◆ **TEXTAUSZUG**:
********

Reinisch betrachtet Aspekte der öffentlichen Gesundheit in ihren historischen und historiographischen Kontext. Das erste Kapitel macht deutlich, dass die Ankunft der vier Besatzungsarmeen als entscheidender Moment der deutschen Geschichte verstanden werden kann und die alliierten Konzepte für Nachkriegsdeutschland nähere Betrachtung verdienen.
Die Autorin befasst sich mit den offiziellen alliierten Plänen, die zum Teil während des Krieges zur Gesundheitspolitik eines Nachkriegsdeutschlands gemacht wurden. Geprägt von dem Glauben an einen typisch dominanten und totalitären deutschen Nationalcharakter, sollte Deutschland als besiegte und eroberte Nation behandelt werden. Neben der Rolle des Konzepts eines ›nationalen Charakters‹ in der alliierten Politik ist die Frage der Haltung der Besatzungsmächte zur Zusammenarbeit mit deutschen Remigranten zentral.

********

[Einträge aus einem Datensatz]

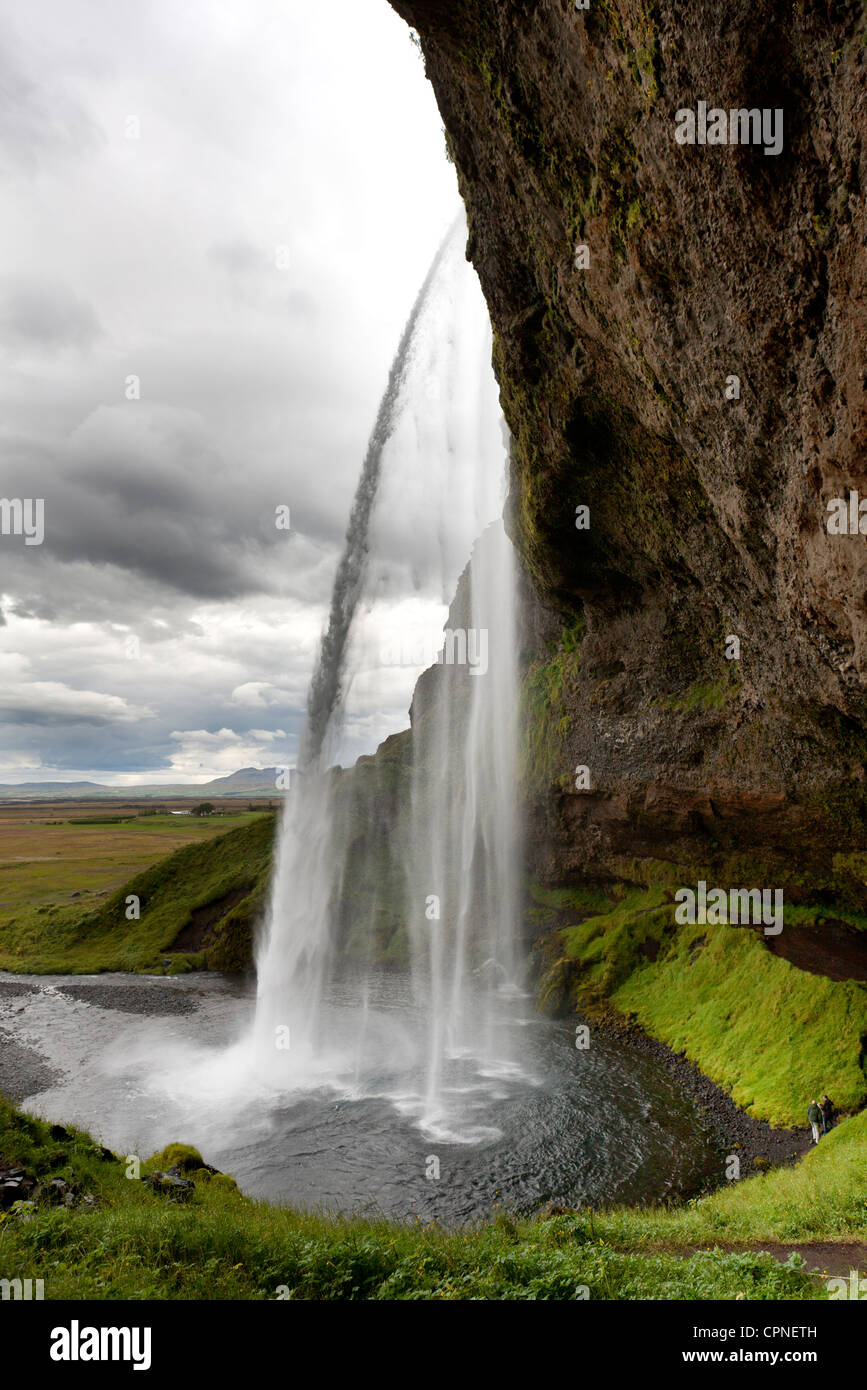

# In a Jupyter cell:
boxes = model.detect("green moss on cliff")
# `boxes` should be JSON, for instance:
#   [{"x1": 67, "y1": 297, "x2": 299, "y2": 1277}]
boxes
[
  {"x1": 520, "y1": 617, "x2": 584, "y2": 796},
  {"x1": 539, "y1": 866, "x2": 867, "y2": 1126}
]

********

◆ **AUFGABE**: Als was sollte Deutschland nach den alliierten Plänen laut dem Textauszug behandelt werden? Stützen Sie sich ausschließlich auf den Textauszug.

◆ **ANTWORT**: Als besiegte und eroberte Nation.